### INSTRUCTIONS FOR THE TASK
Return the run of lines below that opens with the line containing "box: [112, 111, 120, 130]" and closes with the line containing "positive clicks: (119, 121)", keeping each one exact.

### SOURCE RECORDS
----

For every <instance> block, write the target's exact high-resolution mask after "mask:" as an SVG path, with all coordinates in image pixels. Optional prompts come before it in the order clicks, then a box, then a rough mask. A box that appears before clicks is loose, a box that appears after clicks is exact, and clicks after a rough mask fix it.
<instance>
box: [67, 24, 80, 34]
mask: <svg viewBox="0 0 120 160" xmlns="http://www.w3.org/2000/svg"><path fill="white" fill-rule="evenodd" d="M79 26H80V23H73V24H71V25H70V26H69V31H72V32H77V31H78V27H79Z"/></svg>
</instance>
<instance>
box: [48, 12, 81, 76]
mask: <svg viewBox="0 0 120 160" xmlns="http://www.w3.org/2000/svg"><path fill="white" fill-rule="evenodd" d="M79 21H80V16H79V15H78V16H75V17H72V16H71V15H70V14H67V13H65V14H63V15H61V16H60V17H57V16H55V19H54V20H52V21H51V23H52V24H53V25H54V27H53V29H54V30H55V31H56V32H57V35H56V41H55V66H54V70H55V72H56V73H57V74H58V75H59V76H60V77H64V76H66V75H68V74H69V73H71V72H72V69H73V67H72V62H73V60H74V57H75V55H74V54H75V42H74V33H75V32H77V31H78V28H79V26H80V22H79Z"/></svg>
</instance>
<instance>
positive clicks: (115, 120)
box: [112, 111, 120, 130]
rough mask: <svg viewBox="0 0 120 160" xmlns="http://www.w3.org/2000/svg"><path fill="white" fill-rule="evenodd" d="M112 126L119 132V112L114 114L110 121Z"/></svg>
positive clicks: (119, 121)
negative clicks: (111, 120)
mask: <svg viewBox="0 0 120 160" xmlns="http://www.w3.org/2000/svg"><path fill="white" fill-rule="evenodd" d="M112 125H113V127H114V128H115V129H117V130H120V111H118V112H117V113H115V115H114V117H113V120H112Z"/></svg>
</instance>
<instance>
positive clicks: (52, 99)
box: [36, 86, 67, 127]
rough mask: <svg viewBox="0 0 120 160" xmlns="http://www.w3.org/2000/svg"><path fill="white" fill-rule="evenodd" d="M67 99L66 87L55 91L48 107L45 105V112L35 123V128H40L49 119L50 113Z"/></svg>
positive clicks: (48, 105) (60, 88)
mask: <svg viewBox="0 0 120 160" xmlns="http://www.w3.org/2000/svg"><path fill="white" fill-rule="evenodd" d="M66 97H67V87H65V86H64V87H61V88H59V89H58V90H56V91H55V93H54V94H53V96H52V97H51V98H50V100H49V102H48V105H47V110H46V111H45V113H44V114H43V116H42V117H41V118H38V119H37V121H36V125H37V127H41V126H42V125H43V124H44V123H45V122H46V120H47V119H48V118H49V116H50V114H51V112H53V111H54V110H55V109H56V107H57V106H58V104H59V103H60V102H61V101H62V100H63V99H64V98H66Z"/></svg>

----

### RESPONSE TO THE EXERCISE
box: [112, 111, 120, 130]
rough mask: <svg viewBox="0 0 120 160" xmlns="http://www.w3.org/2000/svg"><path fill="white" fill-rule="evenodd" d="M112 126L119 132V112L114 114L110 121Z"/></svg>
positive clicks: (119, 121)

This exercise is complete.